> _TUGAS YANG DIKERJAKAN_: Tuliskan kembali bagian teks tentang kemiskinan dan tanah antara "Di negeri ini" dan "tanah yang dicintainya.", keduanya termasuk, dengan mengganti nama "Jenggawah" menjadi "Jatiroto".

Kutip

Selaku penulis saya ini generalis, bukan spesialis. Saya menulis ikhwal apa saja yang lewat di depan mata. Persis tukang loak yang menjual apa saja yang bisa dipikul. ("Kesatria"; Kompas, 14 Juni 1985)

Miskin


CORAZON Aquino memang tuan tanah besar. Tanahnya yang ditanam tebu melimpah di Provinsi Tarlac. Tapi dia maklum, penduduk yang tak memiliki tanah merupakan bom waktu yang tiap saat bisa meletus dan menumbangkan negeri. Corry tahu persis, kekayaan yang terlalu besar menumpuk pada diri di tengah kemiskinan bukanlah kesenangan, melainkan beban berat yang mendatangkan kikuk dan waswas.


Saya pernah bertamu ke rumah senator Salpada Padatun. Rumahnya kemilau berlantai marmer, dijaga oleh belasan pasukan swasta bersenjata lengkap beserta beberapa anjing herder. Seorang kawan redaktur senior majalah The Phillipines Free Press berkata bahwa tak kurang dari 315 tukang pukul bersenjata yang setiap saat bisa disewa. Tak kurang dari 80 politikus, 6 di antaranya para senator dan 37 anggota parlemen memelihara tentara swasta ini.


Di Filipina cuma dua persen penduduknya dipegang oleh tuan-tuan tanah dan 89 persennya dalam keadaan papa dan miskin tak punya kuasa apa-apa. Kekuasaan ekonomi dan politik dipegang oleh tak lebih dari keluarga tuan tanah. Menurut pengamatan ekonom Gunnar Myrdal yang terbaca dalam An Inquiry into the Poverty of Nations, demokrasi yang sehat tidak jalan di Filipina. Kelicikan dan tipu muslihat merupakan permainan politik yang diterima umum sebagai keadaan normal.


Di negeri ini tahun 1981 dan tahun 1988 terjadi di Jenggawah, Jember dan Badega kegemparan yang menyangkut ratusan ribu petani miskin. Mereka yang tadinya susah menjadi tergencet oleh ulah mereka yang ingin merebut tanahnya. Bulan Mei 1995 soal tanah itu muncul kembali lewat hubungan PT Perkebunan PTP XXVII. Petani-petani itu merasa terancam akan digusur dari tanah yang dicintainya.


Teringatlah karya Dostoevsky Si Dungu di mana tokohnya Myskin pernah berkata, “barangsiapa tidak memiliki tanah sendiri berarti dia pun tidak memiliki Tuhan”.

> _ITEM YANG TERSEDIA_:
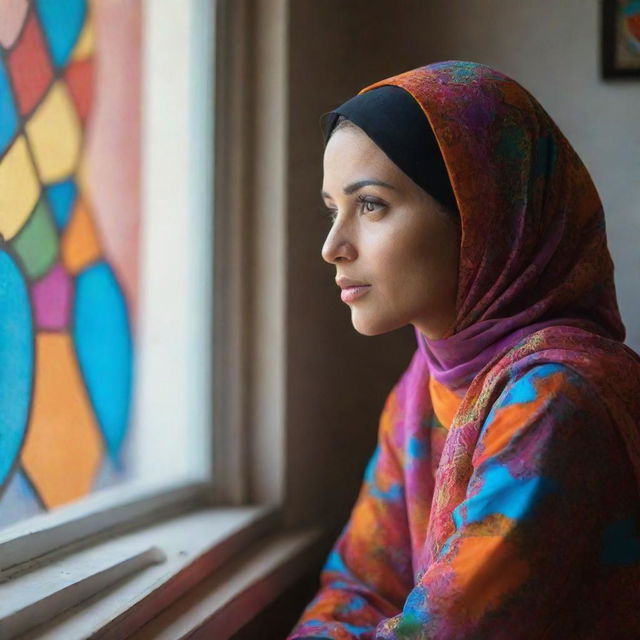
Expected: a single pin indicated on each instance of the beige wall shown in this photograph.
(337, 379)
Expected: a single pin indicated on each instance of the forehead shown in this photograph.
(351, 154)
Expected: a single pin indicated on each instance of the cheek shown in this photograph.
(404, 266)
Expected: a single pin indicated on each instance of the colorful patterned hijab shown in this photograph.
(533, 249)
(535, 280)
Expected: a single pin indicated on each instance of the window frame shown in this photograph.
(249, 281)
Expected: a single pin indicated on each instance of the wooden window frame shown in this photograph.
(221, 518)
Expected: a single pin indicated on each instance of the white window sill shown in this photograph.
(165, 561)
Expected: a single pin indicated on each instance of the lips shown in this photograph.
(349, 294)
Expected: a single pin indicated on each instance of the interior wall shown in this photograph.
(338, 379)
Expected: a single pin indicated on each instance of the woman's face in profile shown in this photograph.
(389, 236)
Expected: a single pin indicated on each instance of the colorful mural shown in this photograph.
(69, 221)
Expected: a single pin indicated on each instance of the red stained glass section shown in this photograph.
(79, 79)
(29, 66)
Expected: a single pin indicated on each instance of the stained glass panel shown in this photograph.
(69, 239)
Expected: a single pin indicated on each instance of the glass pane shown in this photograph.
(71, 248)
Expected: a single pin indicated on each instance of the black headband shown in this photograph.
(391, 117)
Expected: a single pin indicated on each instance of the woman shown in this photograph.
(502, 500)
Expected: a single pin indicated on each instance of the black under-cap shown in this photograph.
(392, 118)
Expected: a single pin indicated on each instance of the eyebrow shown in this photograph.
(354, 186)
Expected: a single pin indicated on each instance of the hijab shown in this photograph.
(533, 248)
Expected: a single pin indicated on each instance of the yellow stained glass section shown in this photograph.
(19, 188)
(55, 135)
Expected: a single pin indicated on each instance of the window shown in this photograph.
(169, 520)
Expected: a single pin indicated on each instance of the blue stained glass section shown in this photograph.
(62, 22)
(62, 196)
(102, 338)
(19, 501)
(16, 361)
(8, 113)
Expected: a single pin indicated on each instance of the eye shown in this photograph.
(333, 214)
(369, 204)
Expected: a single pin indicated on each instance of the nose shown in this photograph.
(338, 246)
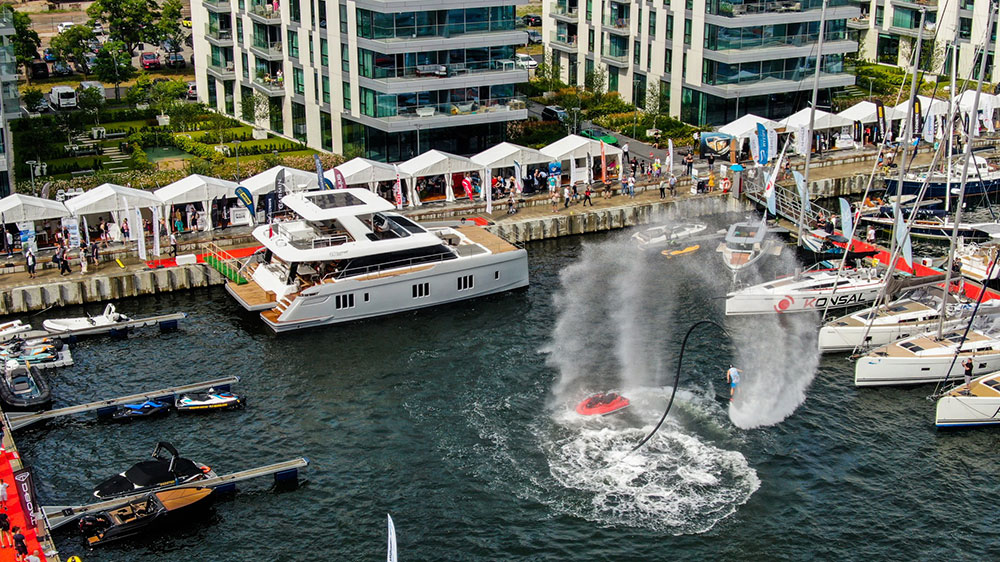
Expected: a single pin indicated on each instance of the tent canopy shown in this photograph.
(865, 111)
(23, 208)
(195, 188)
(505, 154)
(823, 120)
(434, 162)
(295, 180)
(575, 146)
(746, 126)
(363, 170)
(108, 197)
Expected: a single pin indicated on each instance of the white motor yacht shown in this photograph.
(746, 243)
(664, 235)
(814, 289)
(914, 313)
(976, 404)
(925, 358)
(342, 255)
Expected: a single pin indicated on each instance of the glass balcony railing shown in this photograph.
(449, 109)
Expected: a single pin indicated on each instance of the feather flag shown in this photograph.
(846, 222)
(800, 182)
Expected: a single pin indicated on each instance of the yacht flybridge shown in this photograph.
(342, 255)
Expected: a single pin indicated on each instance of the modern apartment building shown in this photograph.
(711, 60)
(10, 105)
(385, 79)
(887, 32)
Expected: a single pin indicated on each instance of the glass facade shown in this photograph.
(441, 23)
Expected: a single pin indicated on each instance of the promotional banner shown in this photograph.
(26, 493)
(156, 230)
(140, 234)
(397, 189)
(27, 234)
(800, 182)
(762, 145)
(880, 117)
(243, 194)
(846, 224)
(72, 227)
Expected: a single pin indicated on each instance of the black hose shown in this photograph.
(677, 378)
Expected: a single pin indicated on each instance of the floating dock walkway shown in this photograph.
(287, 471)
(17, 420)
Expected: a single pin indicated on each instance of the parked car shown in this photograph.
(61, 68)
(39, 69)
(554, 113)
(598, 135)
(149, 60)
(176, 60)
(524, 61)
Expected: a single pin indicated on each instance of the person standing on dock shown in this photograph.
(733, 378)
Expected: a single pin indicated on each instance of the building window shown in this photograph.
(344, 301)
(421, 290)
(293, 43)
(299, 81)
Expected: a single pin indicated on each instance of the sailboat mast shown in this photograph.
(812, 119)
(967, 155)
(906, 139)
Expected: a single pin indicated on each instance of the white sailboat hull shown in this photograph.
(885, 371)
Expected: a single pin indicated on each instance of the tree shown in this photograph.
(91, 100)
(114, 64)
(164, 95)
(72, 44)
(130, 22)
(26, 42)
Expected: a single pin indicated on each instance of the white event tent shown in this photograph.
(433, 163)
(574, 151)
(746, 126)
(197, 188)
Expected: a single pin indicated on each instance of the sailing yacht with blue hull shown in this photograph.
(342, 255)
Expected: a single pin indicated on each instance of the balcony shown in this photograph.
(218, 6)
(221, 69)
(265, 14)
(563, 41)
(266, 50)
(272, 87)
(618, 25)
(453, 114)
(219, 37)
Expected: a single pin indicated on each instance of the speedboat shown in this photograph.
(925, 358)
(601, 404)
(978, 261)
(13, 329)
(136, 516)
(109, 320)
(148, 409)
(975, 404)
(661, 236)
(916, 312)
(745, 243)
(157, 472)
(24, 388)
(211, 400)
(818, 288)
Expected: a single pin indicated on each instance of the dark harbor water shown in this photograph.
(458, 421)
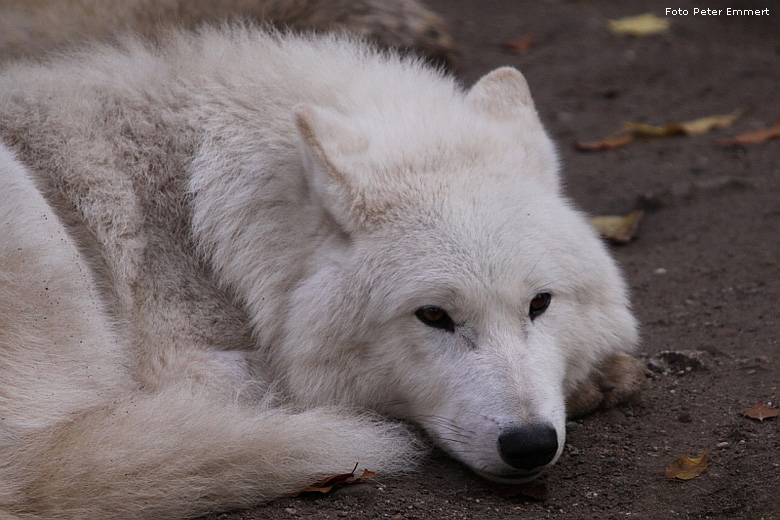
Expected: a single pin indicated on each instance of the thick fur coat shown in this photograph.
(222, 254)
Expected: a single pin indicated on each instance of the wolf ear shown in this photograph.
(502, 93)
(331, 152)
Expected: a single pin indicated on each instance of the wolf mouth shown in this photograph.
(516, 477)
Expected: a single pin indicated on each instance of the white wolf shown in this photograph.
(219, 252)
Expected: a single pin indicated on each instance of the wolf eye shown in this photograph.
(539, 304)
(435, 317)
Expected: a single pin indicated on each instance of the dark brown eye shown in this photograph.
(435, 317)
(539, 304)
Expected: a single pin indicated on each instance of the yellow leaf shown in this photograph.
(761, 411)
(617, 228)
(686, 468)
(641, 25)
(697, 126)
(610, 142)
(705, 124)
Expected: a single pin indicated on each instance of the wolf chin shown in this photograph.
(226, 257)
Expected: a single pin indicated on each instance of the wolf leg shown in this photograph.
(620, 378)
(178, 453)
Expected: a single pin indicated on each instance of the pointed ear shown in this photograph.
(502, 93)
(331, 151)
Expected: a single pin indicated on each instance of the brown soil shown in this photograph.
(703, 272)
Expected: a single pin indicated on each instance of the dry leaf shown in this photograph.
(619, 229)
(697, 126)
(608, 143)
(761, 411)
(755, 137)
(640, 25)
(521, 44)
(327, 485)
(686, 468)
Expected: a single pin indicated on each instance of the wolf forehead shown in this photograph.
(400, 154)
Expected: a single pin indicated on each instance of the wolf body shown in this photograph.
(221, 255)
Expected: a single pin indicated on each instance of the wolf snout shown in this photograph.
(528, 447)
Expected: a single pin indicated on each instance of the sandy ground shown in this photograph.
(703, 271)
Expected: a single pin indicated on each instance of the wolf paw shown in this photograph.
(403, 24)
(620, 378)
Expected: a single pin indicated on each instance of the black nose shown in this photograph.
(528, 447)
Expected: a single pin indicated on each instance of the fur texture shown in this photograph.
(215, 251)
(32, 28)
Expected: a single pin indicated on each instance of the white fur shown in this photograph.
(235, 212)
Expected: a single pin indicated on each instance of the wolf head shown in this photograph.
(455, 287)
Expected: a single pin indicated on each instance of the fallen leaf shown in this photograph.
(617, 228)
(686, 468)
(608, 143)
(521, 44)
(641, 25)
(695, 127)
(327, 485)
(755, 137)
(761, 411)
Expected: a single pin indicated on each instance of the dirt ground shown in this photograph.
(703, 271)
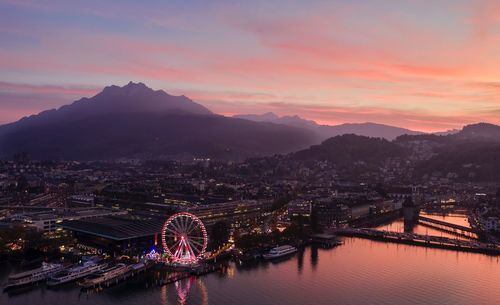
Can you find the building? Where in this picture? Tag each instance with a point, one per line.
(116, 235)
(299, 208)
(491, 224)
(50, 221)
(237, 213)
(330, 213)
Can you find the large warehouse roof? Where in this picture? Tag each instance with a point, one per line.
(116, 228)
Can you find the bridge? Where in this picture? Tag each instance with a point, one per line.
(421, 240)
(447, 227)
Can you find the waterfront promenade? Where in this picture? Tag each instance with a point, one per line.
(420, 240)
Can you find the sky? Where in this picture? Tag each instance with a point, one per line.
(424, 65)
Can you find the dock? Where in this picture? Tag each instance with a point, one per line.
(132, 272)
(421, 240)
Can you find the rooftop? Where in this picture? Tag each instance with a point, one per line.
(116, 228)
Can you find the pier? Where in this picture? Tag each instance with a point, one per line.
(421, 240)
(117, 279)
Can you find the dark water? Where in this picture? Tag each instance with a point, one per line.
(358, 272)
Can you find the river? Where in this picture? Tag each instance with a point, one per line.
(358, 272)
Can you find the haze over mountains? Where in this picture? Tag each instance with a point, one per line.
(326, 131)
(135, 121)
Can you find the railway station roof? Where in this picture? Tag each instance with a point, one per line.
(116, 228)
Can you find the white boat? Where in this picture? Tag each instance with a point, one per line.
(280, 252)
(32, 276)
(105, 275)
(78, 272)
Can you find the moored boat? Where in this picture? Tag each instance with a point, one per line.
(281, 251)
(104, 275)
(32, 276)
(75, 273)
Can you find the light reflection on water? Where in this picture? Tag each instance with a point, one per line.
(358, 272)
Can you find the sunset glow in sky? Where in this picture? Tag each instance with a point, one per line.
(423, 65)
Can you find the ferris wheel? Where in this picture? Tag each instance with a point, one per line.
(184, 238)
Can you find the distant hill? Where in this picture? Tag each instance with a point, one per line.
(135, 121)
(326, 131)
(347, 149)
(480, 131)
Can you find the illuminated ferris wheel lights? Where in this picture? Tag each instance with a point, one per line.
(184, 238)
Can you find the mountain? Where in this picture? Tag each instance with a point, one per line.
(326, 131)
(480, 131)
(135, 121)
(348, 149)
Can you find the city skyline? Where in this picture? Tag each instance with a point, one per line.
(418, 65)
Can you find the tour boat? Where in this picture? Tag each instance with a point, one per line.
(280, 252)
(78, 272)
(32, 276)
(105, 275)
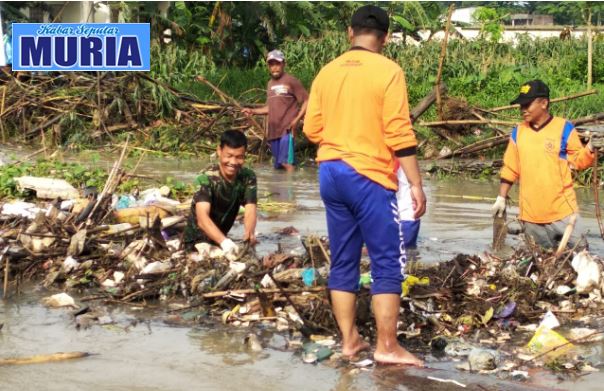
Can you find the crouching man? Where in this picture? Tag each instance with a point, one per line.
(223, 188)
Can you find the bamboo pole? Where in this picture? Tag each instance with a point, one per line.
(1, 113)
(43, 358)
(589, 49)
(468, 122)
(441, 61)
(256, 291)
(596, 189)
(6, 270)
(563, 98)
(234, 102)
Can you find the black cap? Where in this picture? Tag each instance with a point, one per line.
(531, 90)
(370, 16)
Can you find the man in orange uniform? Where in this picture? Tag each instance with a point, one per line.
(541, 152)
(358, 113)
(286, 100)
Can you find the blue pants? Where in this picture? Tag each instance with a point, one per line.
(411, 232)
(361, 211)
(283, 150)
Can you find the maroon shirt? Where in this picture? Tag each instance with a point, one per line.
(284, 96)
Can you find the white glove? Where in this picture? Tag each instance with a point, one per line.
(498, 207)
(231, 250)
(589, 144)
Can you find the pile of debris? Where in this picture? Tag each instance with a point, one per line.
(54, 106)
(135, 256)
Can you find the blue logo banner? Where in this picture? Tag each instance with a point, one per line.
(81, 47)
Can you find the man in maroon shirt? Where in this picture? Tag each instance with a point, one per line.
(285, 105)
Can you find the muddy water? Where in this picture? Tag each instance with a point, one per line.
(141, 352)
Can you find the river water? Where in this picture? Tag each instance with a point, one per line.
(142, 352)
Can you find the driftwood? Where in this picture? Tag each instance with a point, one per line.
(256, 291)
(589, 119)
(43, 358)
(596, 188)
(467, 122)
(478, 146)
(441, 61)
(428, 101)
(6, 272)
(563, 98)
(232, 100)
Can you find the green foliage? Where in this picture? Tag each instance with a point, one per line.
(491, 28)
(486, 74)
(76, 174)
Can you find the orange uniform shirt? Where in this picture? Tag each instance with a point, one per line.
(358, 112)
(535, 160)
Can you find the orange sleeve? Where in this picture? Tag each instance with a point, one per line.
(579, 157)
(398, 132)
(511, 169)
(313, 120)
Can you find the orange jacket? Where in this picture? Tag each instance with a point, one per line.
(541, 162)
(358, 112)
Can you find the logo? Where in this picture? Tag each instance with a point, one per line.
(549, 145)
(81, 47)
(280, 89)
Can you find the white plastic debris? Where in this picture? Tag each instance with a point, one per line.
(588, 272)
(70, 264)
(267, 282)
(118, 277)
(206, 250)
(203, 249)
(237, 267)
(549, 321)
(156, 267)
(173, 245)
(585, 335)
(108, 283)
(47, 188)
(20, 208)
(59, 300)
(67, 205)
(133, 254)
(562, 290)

> _JAWABAN TERTULIS_:
Di negeri ini tahun 1981 dan tahun 1988 terjadi di Jatiroto, Jember dan Badega kegemparan yang menyangkut ratusan ribu petani miskin. Mereka yang tadinya susah menjadi tergencet oleh ulah mereka yang ingin merebut tanahnya. Bulan Mei 1995 soal tanah itu muncul kembali lewat hubungan PT Perkebunan PTP XXVII. Petani-petani itu merasa terancam akan digusur dari tanah yang dicintainya.